*Requirements*: Can you copy word for word the lines starting at the one that contains "One dot marks each instance of the wooden post." and ending with the final line, both included?

|---|

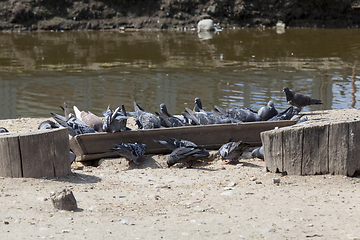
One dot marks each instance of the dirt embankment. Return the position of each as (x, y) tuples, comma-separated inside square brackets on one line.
[(32, 15)]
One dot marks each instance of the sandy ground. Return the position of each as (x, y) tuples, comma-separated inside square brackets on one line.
[(209, 201)]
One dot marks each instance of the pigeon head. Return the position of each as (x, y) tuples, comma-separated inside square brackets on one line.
[(198, 103), (163, 108), (271, 104)]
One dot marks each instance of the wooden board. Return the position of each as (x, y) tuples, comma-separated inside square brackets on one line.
[(99, 145), (40, 153)]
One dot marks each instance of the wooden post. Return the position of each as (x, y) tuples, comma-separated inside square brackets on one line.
[(314, 148), (10, 159)]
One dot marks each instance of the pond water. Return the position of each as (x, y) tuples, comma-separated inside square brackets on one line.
[(246, 67)]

|---|

*Exercise output*:
One dot marks each instance of the wooden post. Return the position of each as (x, y) tuples, comma-separated inside square brackets on one line.
[(314, 148), (10, 159)]
One dot marks each instance of the pond water. Return the position of each as (x, y) tuples, comma-separated inside square brackets on one line.
[(246, 67)]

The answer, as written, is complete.